• Tasks:
[1] Please retype the passage of the DSX thread starting with "## eugovector (Sep" and going on through "the DSX Width...".
[2] Render this sentence from the DSX thread in Spanish: "Feel free to share your opinion, since I haven't read that many user reviews on DSX."

• Extract:
.....

# Audyssey DSX experiences?



## erwinbel (Mar 23, 2010)

Hello,

I am plotting a HT. Started building a pair of gigantic LLT SW already, even if the actual build of the HT - in a new house - is not for some time very soon. I am biassed towards the DSX surround system with Wides & Heights. Maybe I just do the wiring for it and decide after hearing the 5.1 basic set-up. I will be using 7 proper floorstanding towers (100 liters), except for the Heights, which will be in-ceiling. No Surround backs are intended this far.

Feel free to share your opinion, since I haven't read that many user reviews on DSX. I have not yet heard it myself.

Here's the design so far: 
View attachment Ronse2010B_HTplan2.pdf


----------



## eugovector (Sep 4, 2006)

I'd also be curious if anyone has experimented with DSX, Dolby ProLogic Z or anything similar. Unfortunately it seems that, even when people have receivers that supports these features, they are rarely utilized.


----------



## erwinbel (Mar 23, 2010)

I have tried the front Presents on my Yamaha. For grand action (Star Wars) it provides a larger scale. For gaming (PS3 shooter) it gives an improved sence of depth to the scene. 

Reports say the Heights from DPLIIz & DSX are fairly subtle, unlike the DSX Width...


----------

.....

Coordinate annotation entries

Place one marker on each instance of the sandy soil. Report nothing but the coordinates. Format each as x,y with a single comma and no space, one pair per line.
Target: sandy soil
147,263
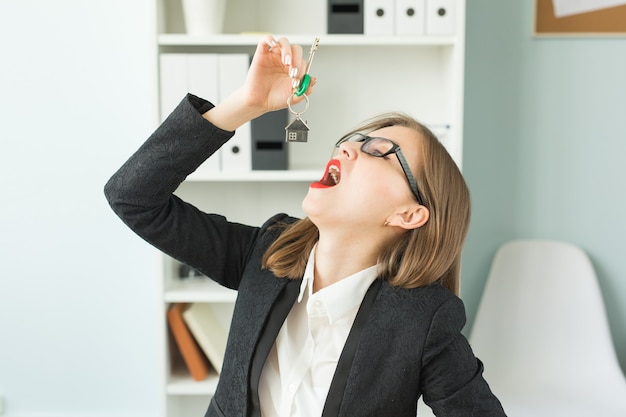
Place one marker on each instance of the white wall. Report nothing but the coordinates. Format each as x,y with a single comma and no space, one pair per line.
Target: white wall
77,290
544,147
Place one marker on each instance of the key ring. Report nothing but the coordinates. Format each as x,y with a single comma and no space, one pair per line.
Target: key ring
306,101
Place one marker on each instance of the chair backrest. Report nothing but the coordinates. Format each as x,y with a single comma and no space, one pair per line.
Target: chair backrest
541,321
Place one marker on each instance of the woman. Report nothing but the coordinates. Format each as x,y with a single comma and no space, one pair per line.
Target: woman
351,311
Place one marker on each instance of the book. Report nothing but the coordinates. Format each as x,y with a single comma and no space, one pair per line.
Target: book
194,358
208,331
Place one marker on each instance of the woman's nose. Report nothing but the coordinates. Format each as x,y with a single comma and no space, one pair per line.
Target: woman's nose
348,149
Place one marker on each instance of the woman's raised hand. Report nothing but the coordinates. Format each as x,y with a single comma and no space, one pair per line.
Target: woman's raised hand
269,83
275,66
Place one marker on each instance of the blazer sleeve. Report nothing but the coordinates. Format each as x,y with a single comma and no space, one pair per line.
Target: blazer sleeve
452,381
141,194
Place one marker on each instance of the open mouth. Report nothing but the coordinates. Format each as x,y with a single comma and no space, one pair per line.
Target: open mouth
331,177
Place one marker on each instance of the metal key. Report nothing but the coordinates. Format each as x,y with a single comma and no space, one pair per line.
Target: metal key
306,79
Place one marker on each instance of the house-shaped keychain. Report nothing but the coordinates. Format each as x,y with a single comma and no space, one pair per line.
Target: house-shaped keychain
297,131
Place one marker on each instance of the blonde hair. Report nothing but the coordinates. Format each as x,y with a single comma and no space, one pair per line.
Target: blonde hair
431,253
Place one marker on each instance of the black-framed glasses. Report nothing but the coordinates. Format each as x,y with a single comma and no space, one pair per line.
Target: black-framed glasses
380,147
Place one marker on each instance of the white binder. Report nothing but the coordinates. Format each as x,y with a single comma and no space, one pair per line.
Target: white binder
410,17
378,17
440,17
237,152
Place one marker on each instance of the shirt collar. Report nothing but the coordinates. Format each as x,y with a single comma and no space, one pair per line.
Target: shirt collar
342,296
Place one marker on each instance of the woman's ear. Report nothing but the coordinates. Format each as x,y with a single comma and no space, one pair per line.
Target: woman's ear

.....

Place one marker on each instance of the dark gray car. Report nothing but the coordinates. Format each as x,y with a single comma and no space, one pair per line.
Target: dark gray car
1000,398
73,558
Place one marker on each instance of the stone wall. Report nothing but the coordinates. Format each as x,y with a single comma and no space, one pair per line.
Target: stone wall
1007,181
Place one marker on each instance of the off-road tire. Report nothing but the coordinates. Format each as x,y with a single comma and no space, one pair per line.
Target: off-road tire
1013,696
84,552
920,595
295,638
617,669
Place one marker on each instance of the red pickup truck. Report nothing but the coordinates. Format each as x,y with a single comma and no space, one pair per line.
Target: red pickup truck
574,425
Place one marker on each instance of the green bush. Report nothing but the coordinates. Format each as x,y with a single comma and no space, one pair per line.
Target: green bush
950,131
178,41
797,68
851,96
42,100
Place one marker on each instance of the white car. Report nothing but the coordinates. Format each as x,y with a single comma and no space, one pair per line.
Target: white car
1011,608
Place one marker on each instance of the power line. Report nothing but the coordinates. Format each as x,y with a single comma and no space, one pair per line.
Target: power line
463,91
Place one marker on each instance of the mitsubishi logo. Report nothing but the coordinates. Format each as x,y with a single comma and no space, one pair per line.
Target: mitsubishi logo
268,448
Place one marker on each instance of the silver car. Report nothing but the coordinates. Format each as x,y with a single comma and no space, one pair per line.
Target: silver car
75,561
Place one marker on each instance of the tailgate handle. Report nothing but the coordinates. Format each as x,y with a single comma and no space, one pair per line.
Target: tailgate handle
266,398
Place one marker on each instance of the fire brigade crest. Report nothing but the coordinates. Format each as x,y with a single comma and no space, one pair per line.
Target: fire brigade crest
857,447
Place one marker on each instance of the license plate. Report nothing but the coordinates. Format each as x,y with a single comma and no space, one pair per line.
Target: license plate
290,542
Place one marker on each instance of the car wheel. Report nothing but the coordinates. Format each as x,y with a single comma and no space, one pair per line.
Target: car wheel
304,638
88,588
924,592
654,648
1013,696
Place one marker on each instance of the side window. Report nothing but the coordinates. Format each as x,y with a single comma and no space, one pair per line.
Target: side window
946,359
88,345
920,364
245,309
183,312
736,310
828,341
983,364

.....

• Task solutions:
[1]
## eugovector (Sep 4, 2006)

I'd also be curious if anyone has experimented with DSX, Dolby ProLogic Z or anything similar. Unfortunately it seems that, even when people have receivers that supports these features, they are rarely utilized.


----------



## erwinbel (Mar 23, 2010)

I have tried the front Presents on my Yamaha. For grand action (Star Wars) it provides a larger scale. For gaming (PS3 shooter) it gives an improved sence of depth to the scene. 

Reports say the Heights from DPLIIz & DSX are fairly subtle, unlike the DSX Width...

[2] No duden en compartir su opinión, ya que no he leído muchas reseñas de usuarios sobre DSX.